Data provided:
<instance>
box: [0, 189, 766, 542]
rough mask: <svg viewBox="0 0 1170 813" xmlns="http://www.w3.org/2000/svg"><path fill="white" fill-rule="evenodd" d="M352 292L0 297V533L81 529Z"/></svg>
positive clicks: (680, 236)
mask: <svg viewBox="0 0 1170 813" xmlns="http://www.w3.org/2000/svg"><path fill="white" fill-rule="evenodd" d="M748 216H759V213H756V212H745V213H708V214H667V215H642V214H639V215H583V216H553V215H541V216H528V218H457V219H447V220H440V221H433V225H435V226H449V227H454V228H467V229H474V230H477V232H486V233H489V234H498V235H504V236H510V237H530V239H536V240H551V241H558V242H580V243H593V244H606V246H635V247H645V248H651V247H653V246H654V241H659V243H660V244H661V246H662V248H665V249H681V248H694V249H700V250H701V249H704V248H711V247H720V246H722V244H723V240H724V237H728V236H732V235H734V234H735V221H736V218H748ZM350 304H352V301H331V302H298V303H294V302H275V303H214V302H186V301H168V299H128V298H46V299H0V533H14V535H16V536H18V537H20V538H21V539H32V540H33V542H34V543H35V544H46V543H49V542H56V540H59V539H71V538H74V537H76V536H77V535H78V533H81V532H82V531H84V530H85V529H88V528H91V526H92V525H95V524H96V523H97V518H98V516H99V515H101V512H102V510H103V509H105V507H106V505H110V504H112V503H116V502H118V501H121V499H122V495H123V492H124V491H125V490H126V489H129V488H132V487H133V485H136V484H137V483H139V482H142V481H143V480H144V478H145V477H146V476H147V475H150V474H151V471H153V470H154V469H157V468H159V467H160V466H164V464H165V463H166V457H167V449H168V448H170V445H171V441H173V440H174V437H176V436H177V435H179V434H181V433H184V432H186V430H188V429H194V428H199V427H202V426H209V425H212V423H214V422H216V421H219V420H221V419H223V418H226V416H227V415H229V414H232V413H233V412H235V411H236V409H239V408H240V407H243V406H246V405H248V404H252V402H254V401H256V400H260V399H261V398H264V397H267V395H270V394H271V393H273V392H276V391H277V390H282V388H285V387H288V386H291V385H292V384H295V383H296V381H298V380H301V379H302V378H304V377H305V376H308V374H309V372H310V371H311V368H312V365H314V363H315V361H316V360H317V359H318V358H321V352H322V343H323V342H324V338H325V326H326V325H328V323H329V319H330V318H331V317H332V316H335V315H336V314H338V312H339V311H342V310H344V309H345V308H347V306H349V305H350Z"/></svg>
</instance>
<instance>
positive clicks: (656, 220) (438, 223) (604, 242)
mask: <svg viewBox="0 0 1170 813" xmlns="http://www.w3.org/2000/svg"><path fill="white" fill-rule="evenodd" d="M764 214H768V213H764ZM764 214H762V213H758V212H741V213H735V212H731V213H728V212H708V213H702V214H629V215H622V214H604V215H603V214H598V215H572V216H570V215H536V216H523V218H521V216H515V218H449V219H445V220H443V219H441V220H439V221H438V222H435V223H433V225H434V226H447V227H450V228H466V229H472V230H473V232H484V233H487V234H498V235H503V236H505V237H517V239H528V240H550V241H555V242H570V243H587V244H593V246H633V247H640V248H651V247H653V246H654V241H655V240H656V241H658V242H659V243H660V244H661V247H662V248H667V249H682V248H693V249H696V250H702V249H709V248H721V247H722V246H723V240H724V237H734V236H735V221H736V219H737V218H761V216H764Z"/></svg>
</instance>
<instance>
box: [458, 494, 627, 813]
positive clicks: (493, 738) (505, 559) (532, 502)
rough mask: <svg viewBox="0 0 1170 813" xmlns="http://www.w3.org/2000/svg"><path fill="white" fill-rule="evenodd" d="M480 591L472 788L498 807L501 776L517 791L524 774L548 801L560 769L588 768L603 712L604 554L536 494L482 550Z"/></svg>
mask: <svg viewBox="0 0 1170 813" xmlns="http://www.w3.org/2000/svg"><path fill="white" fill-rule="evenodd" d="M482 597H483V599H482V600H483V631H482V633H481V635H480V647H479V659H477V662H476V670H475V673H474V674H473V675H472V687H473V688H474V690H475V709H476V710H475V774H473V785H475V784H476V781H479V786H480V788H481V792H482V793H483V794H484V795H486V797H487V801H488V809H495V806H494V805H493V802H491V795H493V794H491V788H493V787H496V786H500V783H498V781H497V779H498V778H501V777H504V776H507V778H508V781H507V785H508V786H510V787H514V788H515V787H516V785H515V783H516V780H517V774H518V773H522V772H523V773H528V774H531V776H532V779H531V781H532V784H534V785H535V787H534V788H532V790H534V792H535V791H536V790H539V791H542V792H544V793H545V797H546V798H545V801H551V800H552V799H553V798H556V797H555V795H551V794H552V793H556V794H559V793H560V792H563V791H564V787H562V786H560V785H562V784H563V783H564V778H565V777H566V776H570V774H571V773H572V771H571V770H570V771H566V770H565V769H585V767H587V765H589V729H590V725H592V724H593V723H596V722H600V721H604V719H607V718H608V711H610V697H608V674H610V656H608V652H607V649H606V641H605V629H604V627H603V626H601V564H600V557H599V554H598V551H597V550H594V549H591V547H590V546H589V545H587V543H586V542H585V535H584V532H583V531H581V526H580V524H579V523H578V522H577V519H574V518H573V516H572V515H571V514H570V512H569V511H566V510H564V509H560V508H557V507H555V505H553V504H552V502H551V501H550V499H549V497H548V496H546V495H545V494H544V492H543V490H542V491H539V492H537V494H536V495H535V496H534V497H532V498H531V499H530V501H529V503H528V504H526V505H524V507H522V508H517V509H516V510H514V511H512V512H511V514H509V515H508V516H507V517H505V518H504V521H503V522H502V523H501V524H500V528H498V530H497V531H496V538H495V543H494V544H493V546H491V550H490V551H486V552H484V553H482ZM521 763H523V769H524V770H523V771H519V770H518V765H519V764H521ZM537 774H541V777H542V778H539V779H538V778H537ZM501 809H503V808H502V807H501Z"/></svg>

Assignment:
Repeat, word for word, the lines above between the line holding "positive clicks: (656, 220)" and the line holding "positive clicks: (493, 738)", inclusive; omit everything else.

Solution to this exercise:
positive clicks: (656, 220) (438, 223) (604, 242)
mask: <svg viewBox="0 0 1170 813" xmlns="http://www.w3.org/2000/svg"><path fill="white" fill-rule="evenodd" d="M764 214H768V213H764ZM764 214H762V213H758V212H741V213H735V212H731V213H728V212H708V213H702V214H629V215H622V214H604V215H603V214H598V215H572V216H570V215H536V216H523V218H521V216H515V218H449V219H445V220H443V219H441V220H439V221H438V222H435V223H433V225H434V226H447V227H450V228H466V229H472V230H473V232H484V233H487V234H498V235H503V236H505V237H517V239H528V240H550V241H555V242H570V243H587V244H593V246H633V247H640V248H651V247H653V246H654V241H655V240H656V241H658V242H659V243H660V244H661V247H662V248H667V249H682V248H693V249H696V250H702V249H709V248H721V247H722V246H723V240H724V237H734V236H735V221H736V219H737V218H761V216H764Z"/></svg>
</instance>
<instance>
box: [458, 494, 627, 813]
positive clicks: (493, 738) (505, 559) (532, 502)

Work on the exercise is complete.